[TASK GOAL]
Provide an exact transcription of all the records.

[INFORMATION PROVIDED]
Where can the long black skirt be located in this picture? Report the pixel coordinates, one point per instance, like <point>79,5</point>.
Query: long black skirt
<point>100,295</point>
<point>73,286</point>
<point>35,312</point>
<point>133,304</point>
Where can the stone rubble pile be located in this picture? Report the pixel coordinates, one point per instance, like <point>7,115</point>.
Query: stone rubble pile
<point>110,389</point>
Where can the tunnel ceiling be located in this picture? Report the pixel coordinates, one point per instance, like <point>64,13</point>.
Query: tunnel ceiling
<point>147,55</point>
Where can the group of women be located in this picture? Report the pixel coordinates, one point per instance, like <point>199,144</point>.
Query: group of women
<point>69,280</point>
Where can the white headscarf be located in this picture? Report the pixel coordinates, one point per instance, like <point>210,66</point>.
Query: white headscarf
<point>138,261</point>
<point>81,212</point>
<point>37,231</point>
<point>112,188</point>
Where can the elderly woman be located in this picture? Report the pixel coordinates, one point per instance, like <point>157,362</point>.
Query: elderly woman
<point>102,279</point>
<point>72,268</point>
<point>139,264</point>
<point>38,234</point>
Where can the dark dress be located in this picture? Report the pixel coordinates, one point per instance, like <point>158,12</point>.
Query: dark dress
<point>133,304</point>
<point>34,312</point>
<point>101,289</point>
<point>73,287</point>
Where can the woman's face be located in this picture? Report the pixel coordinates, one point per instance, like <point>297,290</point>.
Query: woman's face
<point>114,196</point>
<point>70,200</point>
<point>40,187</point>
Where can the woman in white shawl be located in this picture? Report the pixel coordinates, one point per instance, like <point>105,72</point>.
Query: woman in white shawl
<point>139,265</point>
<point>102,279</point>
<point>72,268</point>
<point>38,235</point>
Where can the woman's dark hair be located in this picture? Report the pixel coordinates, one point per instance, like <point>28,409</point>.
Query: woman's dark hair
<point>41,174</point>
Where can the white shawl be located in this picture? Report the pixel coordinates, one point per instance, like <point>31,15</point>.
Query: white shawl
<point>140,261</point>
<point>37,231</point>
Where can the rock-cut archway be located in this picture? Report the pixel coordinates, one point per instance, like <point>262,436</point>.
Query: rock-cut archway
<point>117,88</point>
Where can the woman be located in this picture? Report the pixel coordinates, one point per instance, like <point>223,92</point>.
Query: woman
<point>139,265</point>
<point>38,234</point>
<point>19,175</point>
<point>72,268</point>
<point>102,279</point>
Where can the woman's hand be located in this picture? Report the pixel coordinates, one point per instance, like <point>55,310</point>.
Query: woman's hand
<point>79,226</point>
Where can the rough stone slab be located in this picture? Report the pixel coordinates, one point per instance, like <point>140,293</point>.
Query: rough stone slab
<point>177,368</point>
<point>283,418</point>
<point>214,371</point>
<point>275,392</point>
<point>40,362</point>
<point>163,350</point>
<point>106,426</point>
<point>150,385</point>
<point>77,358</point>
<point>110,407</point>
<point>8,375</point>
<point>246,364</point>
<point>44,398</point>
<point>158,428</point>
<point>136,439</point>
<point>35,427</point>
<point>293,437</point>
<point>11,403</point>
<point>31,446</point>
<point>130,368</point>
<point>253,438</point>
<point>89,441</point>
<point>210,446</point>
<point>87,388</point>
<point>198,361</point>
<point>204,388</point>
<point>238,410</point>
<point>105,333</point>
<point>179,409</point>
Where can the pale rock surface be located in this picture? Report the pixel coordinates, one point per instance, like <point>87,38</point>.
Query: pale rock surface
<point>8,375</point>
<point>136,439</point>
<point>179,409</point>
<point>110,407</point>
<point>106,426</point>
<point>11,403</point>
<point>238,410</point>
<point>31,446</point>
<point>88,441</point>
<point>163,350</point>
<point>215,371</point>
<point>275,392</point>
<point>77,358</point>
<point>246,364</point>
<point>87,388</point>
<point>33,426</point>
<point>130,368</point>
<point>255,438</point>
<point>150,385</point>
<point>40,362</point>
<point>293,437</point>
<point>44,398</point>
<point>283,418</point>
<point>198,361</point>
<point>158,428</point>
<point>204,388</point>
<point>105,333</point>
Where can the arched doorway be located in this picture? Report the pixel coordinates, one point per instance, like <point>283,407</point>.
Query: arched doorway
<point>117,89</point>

[TASK ANSWER]
Where can the long black skirt be located in this picture? Report the pixel coordinates, one point per instance, like <point>79,5</point>.
Query: long black skirt
<point>100,295</point>
<point>73,286</point>
<point>35,312</point>
<point>133,304</point>
Where can the stone rubble pile be located in this picture? Report the pixel coordinates, one point per instance, like <point>7,115</point>.
Query: stone rubble pile
<point>110,389</point>
Where can the tunnel ceiling be located in this picture? Report the pixel coordinates, one point per instance, like <point>64,13</point>.
Query: tunnel ceiling
<point>147,55</point>
Where can the group of women be located in this picture? Report the pixel coordinates, one point per instance, like <point>199,144</point>.
Query: group of women
<point>69,280</point>
Where can the white headscarf be located in this picture? Report the pixel coordinates, one point per instance, like <point>210,66</point>.
Query: white headscarf
<point>138,261</point>
<point>81,212</point>
<point>37,231</point>
<point>112,188</point>
Where can the elderly woman be located in this picture? Report the pixel coordinates, one point per instance, like <point>157,362</point>.
Query: elderly woman
<point>102,279</point>
<point>72,268</point>
<point>139,264</point>
<point>38,234</point>
Where can the dark dress be located in this picture? Report the pixel coordinates, one point per instance, like <point>158,12</point>.
Query: dark dress
<point>133,304</point>
<point>34,312</point>
<point>101,289</point>
<point>73,287</point>
Where can the woman's face be located in this picture? Report the pixel coordinates, one point per instance, like <point>297,290</point>.
Query: woman's face
<point>114,196</point>
<point>70,200</point>
<point>40,187</point>
Where can the woman in white shawl be located in this picture? Report the pixel coordinates, one point per instance, like <point>105,72</point>.
Query: woman in white shawl
<point>139,265</point>
<point>102,279</point>
<point>72,268</point>
<point>38,235</point>
Where can the woman's dark hair be located in this picture? Report the pixel coordinates, one point per instance, like <point>28,409</point>.
Query: woman's dark hair
<point>41,174</point>
Where can the white shawl be located in this picture? Report the pixel coordinates, one point per instance, like <point>31,15</point>.
Query: white shawl
<point>140,261</point>
<point>37,231</point>
Where can the rock-cut archway be located in this picture? Report the pixel coordinates, one point per instance, like <point>262,436</point>.
Query: rock-cut archway
<point>117,88</point>
Where can the woman be located in this picture? Report the pixel coordinates, one point per instance, like <point>223,92</point>.
Query: woman
<point>139,265</point>
<point>38,234</point>
<point>19,175</point>
<point>72,268</point>
<point>102,279</point>
Where can the woman's hand be located in this picture? Report the pixel coordinates, one point per instance, like <point>55,310</point>.
Query: woman's hand
<point>79,226</point>
Where can the rough stone slab be located in this picture? Report the pixel coordinates, one point per instance, like <point>140,293</point>.
Query: rough stone slab
<point>177,368</point>
<point>283,418</point>
<point>214,371</point>
<point>275,392</point>
<point>40,362</point>
<point>163,350</point>
<point>106,426</point>
<point>150,385</point>
<point>77,358</point>
<point>110,407</point>
<point>8,375</point>
<point>246,364</point>
<point>44,398</point>
<point>158,428</point>
<point>136,439</point>
<point>35,427</point>
<point>293,437</point>
<point>11,403</point>
<point>31,446</point>
<point>130,368</point>
<point>253,438</point>
<point>89,441</point>
<point>210,446</point>
<point>87,388</point>
<point>198,361</point>
<point>204,388</point>
<point>238,410</point>
<point>105,333</point>
<point>179,409</point>
Where can the pale rock surface be located in this picture? Report the pixel coordinates, one point per instance, like <point>87,38</point>.
Query: pale rock surface
<point>8,375</point>
<point>136,439</point>
<point>179,409</point>
<point>110,407</point>
<point>106,426</point>
<point>11,403</point>
<point>238,410</point>
<point>31,446</point>
<point>88,441</point>
<point>163,350</point>
<point>215,371</point>
<point>275,392</point>
<point>77,358</point>
<point>246,364</point>
<point>87,388</point>
<point>33,426</point>
<point>130,368</point>
<point>255,438</point>
<point>150,385</point>
<point>40,362</point>
<point>293,437</point>
<point>44,398</point>
<point>283,418</point>
<point>198,361</point>
<point>158,428</point>
<point>204,388</point>
<point>105,333</point>
Where can the arched doorway be located in this picture? Report the pixel coordinates, one point per instance, like <point>283,407</point>.
Query: arched doorway
<point>117,89</point>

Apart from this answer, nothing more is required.